> _Goal_: Report in full every line of the rows below that contains the word "commands". Case counts.

[Outline annotation rows]
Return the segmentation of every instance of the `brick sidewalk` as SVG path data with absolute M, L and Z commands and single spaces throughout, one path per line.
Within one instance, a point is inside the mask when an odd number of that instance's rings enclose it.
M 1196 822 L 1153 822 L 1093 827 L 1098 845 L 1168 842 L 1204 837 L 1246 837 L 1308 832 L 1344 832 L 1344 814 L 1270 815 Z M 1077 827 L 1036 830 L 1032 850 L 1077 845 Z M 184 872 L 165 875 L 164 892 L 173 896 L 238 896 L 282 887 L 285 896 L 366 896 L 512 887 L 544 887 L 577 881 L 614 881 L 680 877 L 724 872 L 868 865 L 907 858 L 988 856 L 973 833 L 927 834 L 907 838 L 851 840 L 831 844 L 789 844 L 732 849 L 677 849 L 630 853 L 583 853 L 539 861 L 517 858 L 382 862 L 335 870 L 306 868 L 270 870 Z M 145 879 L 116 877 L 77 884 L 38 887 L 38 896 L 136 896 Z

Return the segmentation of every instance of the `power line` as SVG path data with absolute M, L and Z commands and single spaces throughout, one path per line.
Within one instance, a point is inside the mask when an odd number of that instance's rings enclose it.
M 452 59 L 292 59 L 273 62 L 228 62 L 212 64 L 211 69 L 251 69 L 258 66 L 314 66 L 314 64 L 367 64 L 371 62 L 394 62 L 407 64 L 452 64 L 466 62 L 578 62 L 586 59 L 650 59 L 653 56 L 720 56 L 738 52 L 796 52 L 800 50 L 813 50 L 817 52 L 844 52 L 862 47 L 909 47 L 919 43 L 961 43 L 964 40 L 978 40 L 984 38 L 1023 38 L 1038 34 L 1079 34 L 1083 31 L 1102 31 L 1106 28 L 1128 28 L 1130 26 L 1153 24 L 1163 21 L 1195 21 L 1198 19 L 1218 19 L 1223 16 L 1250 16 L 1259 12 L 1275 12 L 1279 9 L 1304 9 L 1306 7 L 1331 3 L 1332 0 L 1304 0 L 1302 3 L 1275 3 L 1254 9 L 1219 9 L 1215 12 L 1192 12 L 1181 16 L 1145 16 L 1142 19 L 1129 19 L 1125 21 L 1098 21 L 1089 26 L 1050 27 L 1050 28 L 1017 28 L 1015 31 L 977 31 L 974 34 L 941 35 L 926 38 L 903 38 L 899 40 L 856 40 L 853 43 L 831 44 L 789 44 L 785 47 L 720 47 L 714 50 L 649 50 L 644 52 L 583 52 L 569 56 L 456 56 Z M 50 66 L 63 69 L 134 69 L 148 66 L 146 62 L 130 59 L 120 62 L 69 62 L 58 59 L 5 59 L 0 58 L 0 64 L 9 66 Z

> _Solution for this exercise_:
Return the segmentation of every instance of the `brick sidewalk` as SVG path data with absolute M, L and Z commands and single spaces throughout, one path per line.
Return the segmentation of every instance of the `power line` as SVG path data with absolute M, L and Z commands and single spaces throughout, one path per line.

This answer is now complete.